Stored dataset rows:

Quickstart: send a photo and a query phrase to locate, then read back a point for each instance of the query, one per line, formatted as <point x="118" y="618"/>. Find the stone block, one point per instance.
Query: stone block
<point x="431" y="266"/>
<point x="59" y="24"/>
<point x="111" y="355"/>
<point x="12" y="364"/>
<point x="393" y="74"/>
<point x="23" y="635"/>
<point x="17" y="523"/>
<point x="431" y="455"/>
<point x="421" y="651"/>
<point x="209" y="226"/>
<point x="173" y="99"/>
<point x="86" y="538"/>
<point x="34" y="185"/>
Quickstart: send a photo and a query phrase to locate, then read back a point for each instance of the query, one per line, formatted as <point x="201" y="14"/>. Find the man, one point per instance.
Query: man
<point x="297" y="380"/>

> **What you should do**: Write out every row above again, including the requests, and shift each x and y coordinate in the answer points by adding 78. Leave all numbers within the requests unchanged, including those in their sample point formats.

> **Finished exercise**:
Quickstart: send a photo and a query phrase to locate, then read back a point for each instance of the query, one per line, formatted as <point x="118" y="618"/>. Find the stone block, one point per instance.
Query: stone block
<point x="509" y="344"/>
<point x="137" y="102"/>
<point x="189" y="433"/>
<point x="90" y="442"/>
<point x="471" y="152"/>
<point x="101" y="713"/>
<point x="95" y="601"/>
<point x="509" y="533"/>
<point x="499" y="729"/>
<point x="287" y="304"/>
<point x="251" y="177"/>
<point x="164" y="616"/>
<point x="112" y="263"/>
Quickstart: send a photo and a query phrase to locate, then read back a point for each instance of the query, one per line, formatted as <point x="201" y="14"/>. Find the man, one point per instance.
Query: man
<point x="375" y="458"/>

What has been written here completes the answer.